[start RECORDS SHOWN]

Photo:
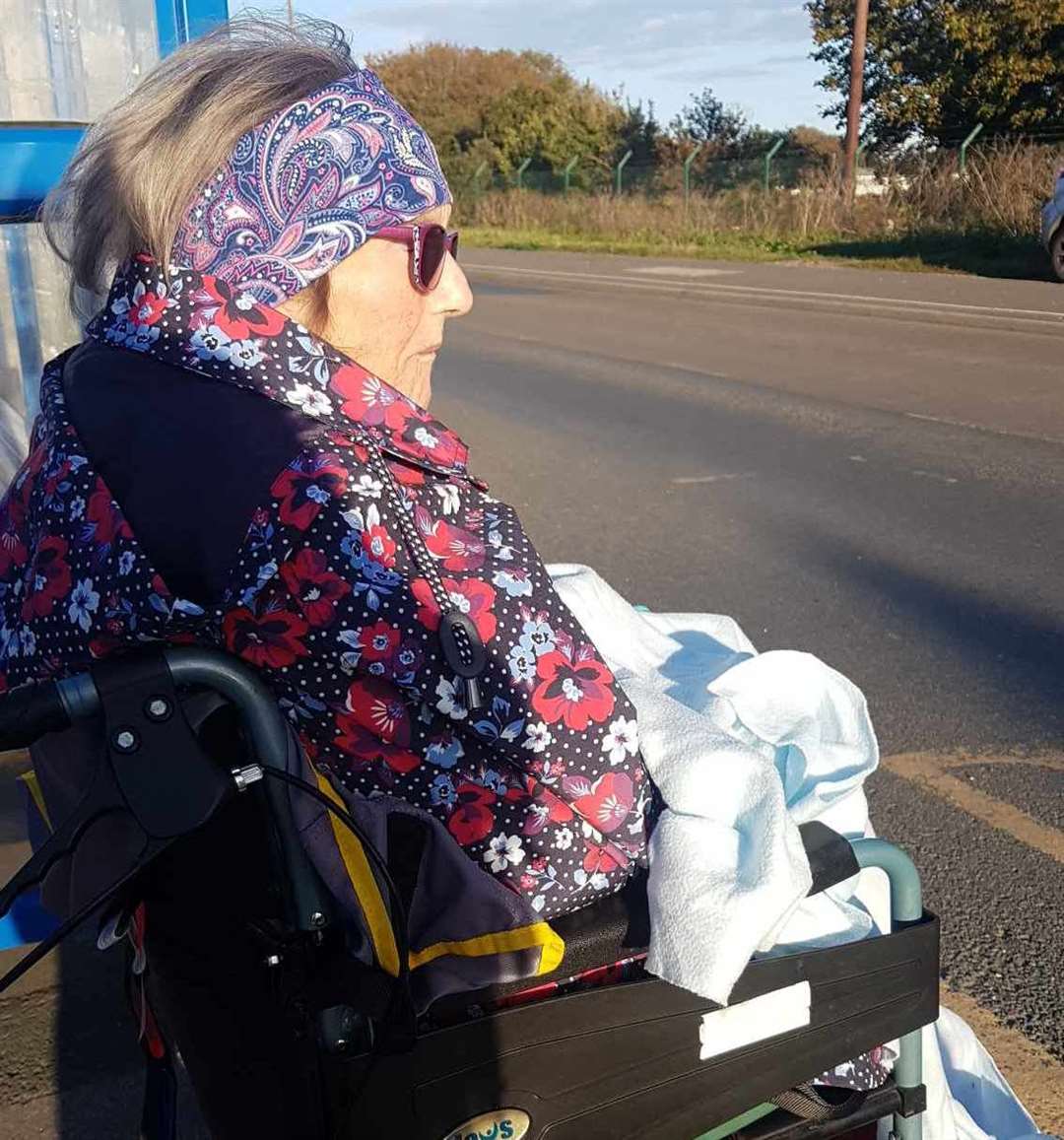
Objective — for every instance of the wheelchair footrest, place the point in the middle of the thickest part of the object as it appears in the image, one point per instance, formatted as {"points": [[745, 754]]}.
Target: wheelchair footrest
{"points": [[877, 1104], [623, 1061]]}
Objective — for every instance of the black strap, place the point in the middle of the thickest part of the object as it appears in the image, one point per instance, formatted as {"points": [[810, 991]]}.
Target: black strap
{"points": [[804, 1102]]}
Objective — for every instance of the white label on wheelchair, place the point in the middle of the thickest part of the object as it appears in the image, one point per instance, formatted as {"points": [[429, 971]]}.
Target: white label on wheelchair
{"points": [[747, 1022], [504, 1124]]}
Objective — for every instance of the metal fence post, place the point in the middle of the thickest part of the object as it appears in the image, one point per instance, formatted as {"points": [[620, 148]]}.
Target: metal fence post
{"points": [[976, 130], [687, 173], [621, 167], [768, 159]]}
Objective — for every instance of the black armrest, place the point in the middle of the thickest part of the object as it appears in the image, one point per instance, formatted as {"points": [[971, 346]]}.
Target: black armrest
{"points": [[831, 856]]}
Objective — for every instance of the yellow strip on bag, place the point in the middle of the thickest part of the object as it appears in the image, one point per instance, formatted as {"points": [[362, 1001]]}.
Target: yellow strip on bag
{"points": [[365, 886], [505, 942]]}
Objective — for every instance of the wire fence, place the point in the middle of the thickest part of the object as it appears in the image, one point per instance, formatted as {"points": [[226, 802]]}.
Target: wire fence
{"points": [[776, 167]]}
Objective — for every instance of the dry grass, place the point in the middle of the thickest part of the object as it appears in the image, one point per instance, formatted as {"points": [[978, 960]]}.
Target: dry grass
{"points": [[983, 219]]}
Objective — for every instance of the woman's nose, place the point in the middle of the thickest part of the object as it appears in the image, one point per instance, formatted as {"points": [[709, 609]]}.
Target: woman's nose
{"points": [[453, 293]]}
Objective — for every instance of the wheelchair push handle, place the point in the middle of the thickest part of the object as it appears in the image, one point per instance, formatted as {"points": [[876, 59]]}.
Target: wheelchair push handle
{"points": [[30, 711]]}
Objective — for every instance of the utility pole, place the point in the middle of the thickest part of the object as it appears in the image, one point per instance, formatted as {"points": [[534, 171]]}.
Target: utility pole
{"points": [[856, 92]]}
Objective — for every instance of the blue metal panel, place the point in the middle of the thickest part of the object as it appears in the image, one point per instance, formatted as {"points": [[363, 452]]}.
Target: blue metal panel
{"points": [[34, 157], [179, 21]]}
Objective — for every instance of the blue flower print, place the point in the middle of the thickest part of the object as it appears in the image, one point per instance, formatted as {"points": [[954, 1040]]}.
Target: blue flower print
{"points": [[210, 343], [441, 791], [85, 602], [515, 582], [445, 752]]}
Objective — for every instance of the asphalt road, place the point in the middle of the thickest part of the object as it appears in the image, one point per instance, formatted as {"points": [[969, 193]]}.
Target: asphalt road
{"points": [[863, 465]]}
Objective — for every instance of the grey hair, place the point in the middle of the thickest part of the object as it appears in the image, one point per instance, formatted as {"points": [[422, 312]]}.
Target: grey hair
{"points": [[139, 166]]}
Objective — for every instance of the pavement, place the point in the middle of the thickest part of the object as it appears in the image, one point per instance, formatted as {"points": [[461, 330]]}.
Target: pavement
{"points": [[866, 465]]}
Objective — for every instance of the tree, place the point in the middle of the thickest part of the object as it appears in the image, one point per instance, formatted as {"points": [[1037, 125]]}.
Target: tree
{"points": [[706, 120], [936, 67], [639, 132], [500, 106]]}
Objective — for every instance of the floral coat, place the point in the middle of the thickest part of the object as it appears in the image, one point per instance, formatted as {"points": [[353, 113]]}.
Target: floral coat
{"points": [[373, 538]]}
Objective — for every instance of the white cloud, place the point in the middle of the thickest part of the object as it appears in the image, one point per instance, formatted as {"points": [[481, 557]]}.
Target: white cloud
{"points": [[753, 52]]}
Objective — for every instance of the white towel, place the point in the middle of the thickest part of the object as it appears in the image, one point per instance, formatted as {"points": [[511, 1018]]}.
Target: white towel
{"points": [[743, 747]]}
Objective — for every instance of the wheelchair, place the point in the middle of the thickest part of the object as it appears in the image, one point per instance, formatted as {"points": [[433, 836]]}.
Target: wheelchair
{"points": [[189, 741]]}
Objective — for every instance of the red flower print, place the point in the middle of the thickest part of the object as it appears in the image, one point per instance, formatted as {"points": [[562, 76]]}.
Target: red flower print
{"points": [[13, 549], [406, 474], [365, 747], [460, 550], [545, 808], [103, 512], [237, 313], [377, 705], [304, 485], [313, 586], [475, 599], [149, 309], [48, 579], [606, 803], [600, 858], [574, 689], [378, 545], [367, 399], [270, 640], [472, 818], [377, 641]]}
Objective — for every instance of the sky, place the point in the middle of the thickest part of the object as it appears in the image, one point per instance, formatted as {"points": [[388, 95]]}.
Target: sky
{"points": [[754, 53]]}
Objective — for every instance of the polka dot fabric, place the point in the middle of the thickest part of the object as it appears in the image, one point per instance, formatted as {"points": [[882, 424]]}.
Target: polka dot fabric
{"points": [[335, 596]]}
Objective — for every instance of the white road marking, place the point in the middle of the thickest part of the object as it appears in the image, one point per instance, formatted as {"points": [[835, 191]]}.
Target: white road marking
{"points": [[993, 431], [910, 305], [935, 476], [680, 271], [713, 479]]}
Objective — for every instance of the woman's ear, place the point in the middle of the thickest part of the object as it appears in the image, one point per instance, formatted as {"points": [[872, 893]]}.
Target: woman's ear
{"points": [[309, 306]]}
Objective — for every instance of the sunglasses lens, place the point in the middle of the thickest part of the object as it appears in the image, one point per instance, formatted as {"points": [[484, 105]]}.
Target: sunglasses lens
{"points": [[433, 248]]}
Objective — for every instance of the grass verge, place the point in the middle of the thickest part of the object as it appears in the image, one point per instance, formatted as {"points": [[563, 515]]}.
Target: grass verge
{"points": [[984, 255]]}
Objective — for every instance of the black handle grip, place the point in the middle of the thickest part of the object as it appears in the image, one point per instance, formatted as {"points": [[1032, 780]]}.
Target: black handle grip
{"points": [[831, 856], [29, 711]]}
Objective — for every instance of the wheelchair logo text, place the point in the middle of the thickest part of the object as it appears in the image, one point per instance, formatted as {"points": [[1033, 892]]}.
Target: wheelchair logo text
{"points": [[505, 1124]]}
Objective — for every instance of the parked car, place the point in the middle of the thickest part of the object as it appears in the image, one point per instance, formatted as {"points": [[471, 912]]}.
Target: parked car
{"points": [[1053, 228]]}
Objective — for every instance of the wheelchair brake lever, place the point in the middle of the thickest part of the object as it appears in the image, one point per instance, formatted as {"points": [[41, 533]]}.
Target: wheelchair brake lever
{"points": [[152, 770]]}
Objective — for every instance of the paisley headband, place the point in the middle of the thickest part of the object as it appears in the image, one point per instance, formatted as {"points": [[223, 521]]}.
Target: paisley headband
{"points": [[308, 187]]}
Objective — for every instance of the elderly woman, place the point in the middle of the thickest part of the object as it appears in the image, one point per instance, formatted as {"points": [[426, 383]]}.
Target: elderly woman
{"points": [[239, 455]]}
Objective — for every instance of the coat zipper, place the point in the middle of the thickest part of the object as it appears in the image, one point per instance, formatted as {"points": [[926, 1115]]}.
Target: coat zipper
{"points": [[462, 645]]}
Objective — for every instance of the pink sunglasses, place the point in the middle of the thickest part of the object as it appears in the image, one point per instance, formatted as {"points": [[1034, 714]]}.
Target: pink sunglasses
{"points": [[429, 246]]}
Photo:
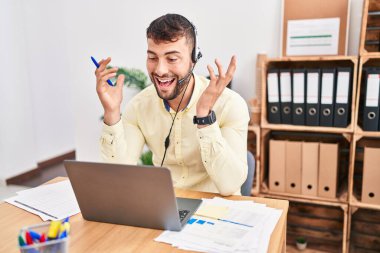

[end RECORDS SHOWN]

- **AIM OF THE TASK**: Count the lines in the data above that contain the word "floral", and give only that number.

- **COMPLETED EXERCISE**: 2